Exercise requirements
In the records below, how many lines contain the string "Vertices" with matching case? Reply with the number only.

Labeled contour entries
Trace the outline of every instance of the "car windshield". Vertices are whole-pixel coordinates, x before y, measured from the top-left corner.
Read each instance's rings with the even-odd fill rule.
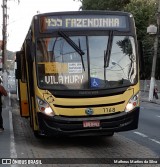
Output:
[[[135,82],[137,67],[133,37],[113,36],[110,40],[109,36],[70,36],[69,40],[78,49],[63,36],[37,40],[40,88],[110,89]],[[108,43],[111,43],[110,47]]]

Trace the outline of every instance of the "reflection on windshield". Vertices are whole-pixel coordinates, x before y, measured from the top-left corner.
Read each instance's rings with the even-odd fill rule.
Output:
[[[37,41],[37,76],[46,89],[109,89],[134,83],[135,44],[132,37],[114,36],[108,66],[104,66],[108,36],[71,36],[84,55],[64,37]],[[84,67],[83,67],[84,63]]]

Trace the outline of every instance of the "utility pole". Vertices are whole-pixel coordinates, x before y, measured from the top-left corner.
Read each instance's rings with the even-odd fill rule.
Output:
[[[2,69],[3,72],[6,71],[6,45],[7,45],[7,0],[3,0],[3,29],[2,29],[2,35],[3,35],[3,41],[2,41]]]
[[[152,62],[152,73],[149,89],[149,101],[153,101],[153,91],[155,86],[155,71],[156,71],[156,61],[157,61],[157,52],[158,52],[158,38],[159,38],[159,28],[160,28],[160,0],[158,0],[158,13],[157,13],[157,33],[154,41],[154,55]]]

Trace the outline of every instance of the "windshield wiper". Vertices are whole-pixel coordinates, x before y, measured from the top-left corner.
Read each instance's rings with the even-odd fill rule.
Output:
[[[110,31],[107,49],[104,51],[104,68],[107,68],[109,66],[110,54],[111,54],[111,48],[112,48],[112,40],[113,40],[113,31]]]
[[[83,66],[83,70],[85,71],[85,66],[84,66],[84,61],[83,61],[83,55],[85,54],[83,52],[83,50],[81,50],[81,46],[80,46],[80,41],[79,41],[79,46],[71,39],[69,38],[69,36],[67,36],[64,32],[62,31],[58,31],[58,34],[63,37],[69,45],[72,46],[72,48],[81,56],[81,62],[82,62],[82,66]]]

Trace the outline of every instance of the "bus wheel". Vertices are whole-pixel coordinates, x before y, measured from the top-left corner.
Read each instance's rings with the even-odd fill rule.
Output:
[[[36,138],[42,138],[42,137],[44,137],[44,134],[40,133],[38,130],[35,130],[34,131],[34,136]]]

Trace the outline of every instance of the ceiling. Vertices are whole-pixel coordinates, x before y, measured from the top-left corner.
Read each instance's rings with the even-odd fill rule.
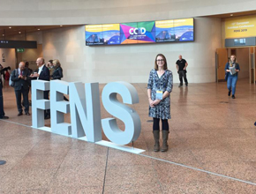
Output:
[[[37,31],[50,30],[61,27],[78,26],[79,25],[64,25],[64,26],[0,26],[0,38],[6,36],[12,36],[17,34],[26,34]],[[3,35],[4,34],[4,35]]]
[[[209,17],[226,19],[226,18],[233,18],[233,17],[237,17],[237,16],[247,16],[247,15],[253,15],[253,14],[256,14],[256,10],[248,11],[243,11],[243,12],[234,12],[234,13],[225,13],[225,14],[212,15],[212,16],[209,16]]]

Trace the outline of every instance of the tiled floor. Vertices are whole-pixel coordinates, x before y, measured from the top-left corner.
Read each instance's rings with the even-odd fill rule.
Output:
[[[134,86],[142,123],[134,146],[146,150],[139,155],[30,128],[31,116],[17,116],[5,86],[0,193],[256,193],[254,85],[238,80],[236,100],[226,83],[175,85],[167,153],[153,151],[147,85]],[[102,106],[102,117],[109,117]]]

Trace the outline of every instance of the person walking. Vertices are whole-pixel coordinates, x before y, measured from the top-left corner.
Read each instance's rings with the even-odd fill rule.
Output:
[[[52,65],[53,65],[53,72],[52,75],[50,76],[50,78],[52,80],[54,79],[61,80],[61,78],[63,78],[63,69],[61,67],[59,60],[57,59],[53,60]],[[64,100],[66,101],[69,101],[65,96],[64,96]]]
[[[23,115],[21,106],[21,94],[23,96],[23,104],[25,107],[25,114],[30,116],[29,102],[28,102],[28,91],[29,91],[29,71],[25,67],[25,63],[20,62],[19,68],[12,71],[11,74],[11,80],[14,83],[14,91],[16,95],[16,103],[18,108],[18,116]]]
[[[31,74],[30,77],[33,79],[49,81],[49,71],[44,63],[44,58],[39,57],[35,63],[38,67],[38,70],[34,74]],[[49,91],[43,92],[43,98],[46,100],[49,100]],[[47,109],[44,111],[44,119],[49,118],[50,118],[50,110]]]
[[[232,99],[235,99],[237,82],[238,79],[238,72],[240,71],[240,66],[237,63],[237,57],[235,55],[230,56],[230,62],[226,63],[225,71],[227,73],[227,87],[228,95],[230,96],[232,92]]]
[[[169,93],[173,87],[172,72],[167,68],[167,61],[162,54],[158,54],[154,68],[150,71],[147,83],[149,114],[153,117],[154,151],[160,150],[160,119],[162,120],[162,152],[168,150],[169,123],[170,119]]]
[[[177,74],[179,76],[179,81],[180,84],[178,87],[183,86],[183,78],[184,81],[185,86],[188,86],[187,78],[186,78],[186,68],[187,68],[187,62],[184,58],[182,58],[182,56],[178,56],[178,60],[176,62],[176,67],[177,71]]]
[[[1,65],[2,66],[2,65]],[[10,67],[2,68],[0,70],[0,75],[4,72],[4,71],[11,70]],[[0,119],[8,119],[9,117],[5,116],[4,110],[4,96],[3,96],[3,83],[2,78],[0,78]]]

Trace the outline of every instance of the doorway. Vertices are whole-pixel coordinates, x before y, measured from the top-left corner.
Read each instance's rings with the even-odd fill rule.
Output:
[[[255,48],[228,48],[216,50],[216,82],[225,81],[225,65],[231,55],[240,66],[239,79],[255,84]]]

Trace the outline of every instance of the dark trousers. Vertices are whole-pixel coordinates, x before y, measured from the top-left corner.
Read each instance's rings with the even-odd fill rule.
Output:
[[[49,91],[43,92],[43,98],[49,100]],[[44,117],[47,116],[50,116],[50,109],[44,110]]]
[[[25,112],[28,113],[29,112],[28,90],[25,90],[23,87],[21,87],[21,90],[15,90],[18,111],[19,113],[22,113],[21,94],[23,96]]]
[[[168,119],[162,120],[162,131],[169,131]],[[159,126],[160,118],[153,118],[153,131],[160,131]]]
[[[184,78],[184,81],[185,84],[187,84],[187,79],[186,79],[186,73],[184,72],[184,71],[178,71],[178,75],[179,75],[179,81],[180,81],[180,85],[183,85],[183,78]]]
[[[3,117],[4,115],[5,114],[4,111],[3,86],[2,86],[2,83],[0,83],[0,118]]]

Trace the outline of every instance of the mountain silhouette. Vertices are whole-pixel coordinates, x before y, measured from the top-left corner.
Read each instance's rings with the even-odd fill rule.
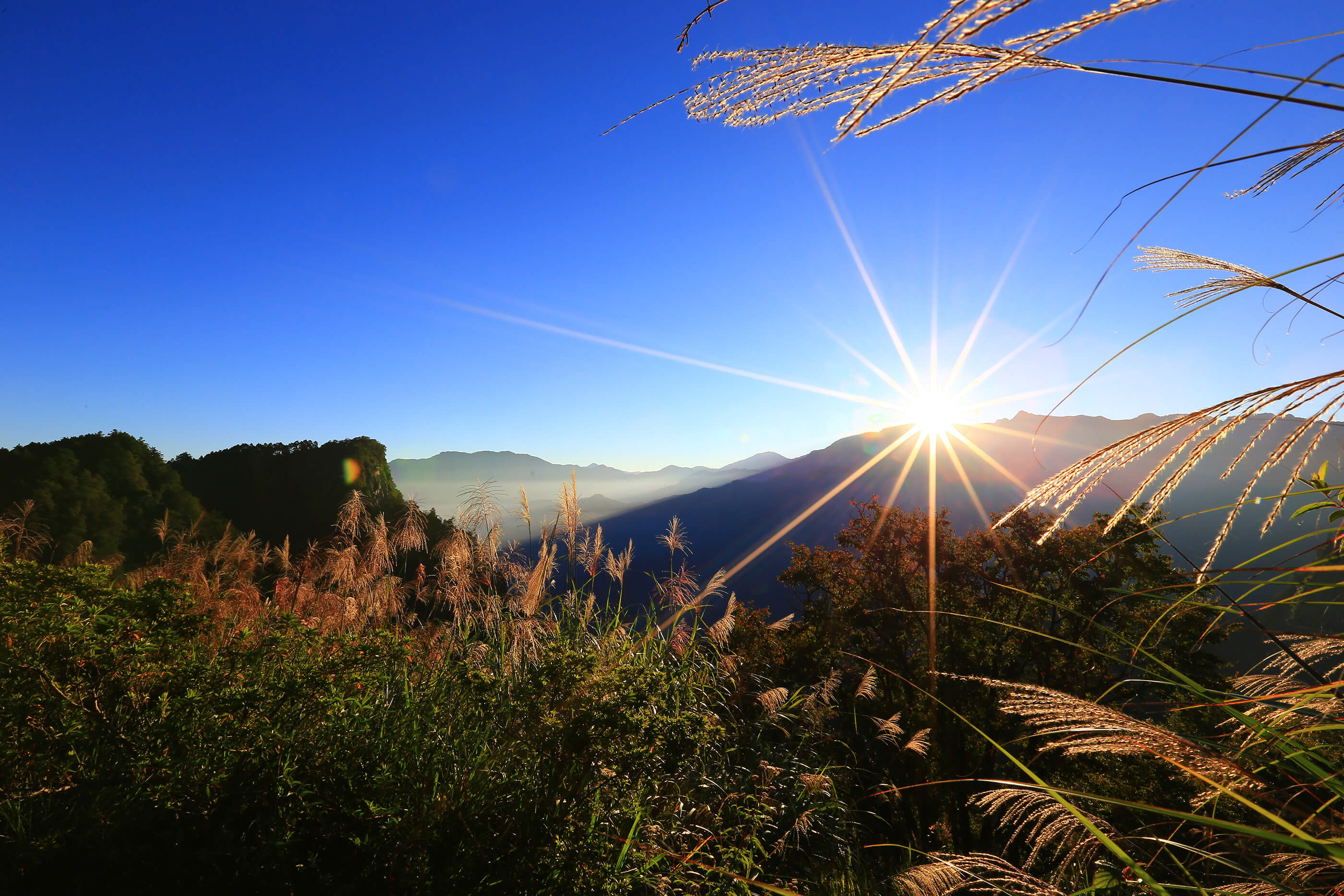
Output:
[[[789,458],[774,451],[762,451],[718,469],[665,466],[661,470],[632,473],[602,463],[551,463],[513,451],[442,451],[423,459],[391,461],[388,467],[403,494],[414,497],[426,509],[435,508],[442,516],[457,513],[460,492],[477,480],[493,480],[500,504],[505,508],[516,506],[517,489],[521,486],[532,505],[534,521],[539,523],[542,517],[554,516],[552,502],[560,486],[570,481],[571,472],[579,482],[586,519],[598,521],[649,501],[723,485],[788,461]],[[509,537],[521,537],[526,529],[511,514],[505,520],[505,532]]]
[[[964,427],[964,431],[997,466],[1004,467],[1021,485],[1032,486],[1097,449],[1168,419],[1172,418],[1153,414],[1122,420],[1103,416],[1043,419],[1020,412],[1011,419],[996,420],[982,427]],[[1274,422],[1227,478],[1219,477],[1241,451],[1245,438],[1234,437],[1215,446],[1167,502],[1168,517],[1181,517],[1235,501],[1250,474],[1261,466],[1269,451],[1300,423],[1301,420],[1293,418]],[[667,571],[667,551],[656,539],[667,529],[671,517],[679,517],[688,532],[691,566],[702,578],[708,578],[715,570],[732,567],[903,433],[903,427],[892,427],[882,433],[843,438],[770,470],[607,516],[602,524],[609,543],[625,544],[626,539],[634,540],[636,562],[628,576],[628,594],[640,579],[648,582],[640,574]],[[1007,510],[1021,500],[1023,489],[995,469],[995,463],[985,461],[957,439],[952,443],[957,449],[962,469],[958,472],[956,465],[949,462],[946,450],[939,449],[934,478],[937,505],[948,508],[957,531],[982,527],[985,520],[981,509],[986,514],[993,514]],[[1337,461],[1341,450],[1344,450],[1344,429],[1332,426],[1313,453],[1308,469],[1314,470],[1322,459]],[[907,454],[909,447],[898,447],[867,473],[855,478],[738,572],[730,588],[737,591],[741,599],[749,599],[758,606],[789,607],[793,595],[775,579],[789,564],[789,541],[833,547],[835,533],[852,514],[851,501],[863,501],[872,496],[879,496],[883,502],[891,500],[892,486],[906,463]],[[1290,455],[1294,457],[1296,454]],[[1141,458],[1129,467],[1107,476],[1105,482],[1110,488],[1093,490],[1070,514],[1068,524],[1090,523],[1094,512],[1114,510],[1120,504],[1116,493],[1128,497],[1159,458],[1157,454]],[[1257,486],[1255,494],[1269,496],[1282,492],[1292,463],[1293,461],[1288,459],[1271,467]],[[1168,467],[1171,469],[1173,467]],[[980,508],[962,484],[962,472],[974,489]],[[1157,480],[1157,484],[1160,482],[1161,478]],[[582,496],[586,493],[582,470],[578,484]],[[1296,506],[1305,500],[1290,500],[1290,505]],[[909,477],[895,496],[894,504],[907,510],[929,506],[927,449],[914,458]],[[1265,510],[1267,505],[1247,508],[1242,513],[1231,539],[1219,553],[1220,567],[1251,557],[1266,547],[1292,537],[1293,528],[1298,529],[1292,532],[1293,535],[1314,528],[1308,517],[1289,521],[1290,513],[1285,512],[1262,540],[1259,523],[1265,517]],[[1164,527],[1163,532],[1189,560],[1187,563],[1173,552],[1176,562],[1181,566],[1202,563],[1223,519],[1224,512],[1210,512]]]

Exercise result
11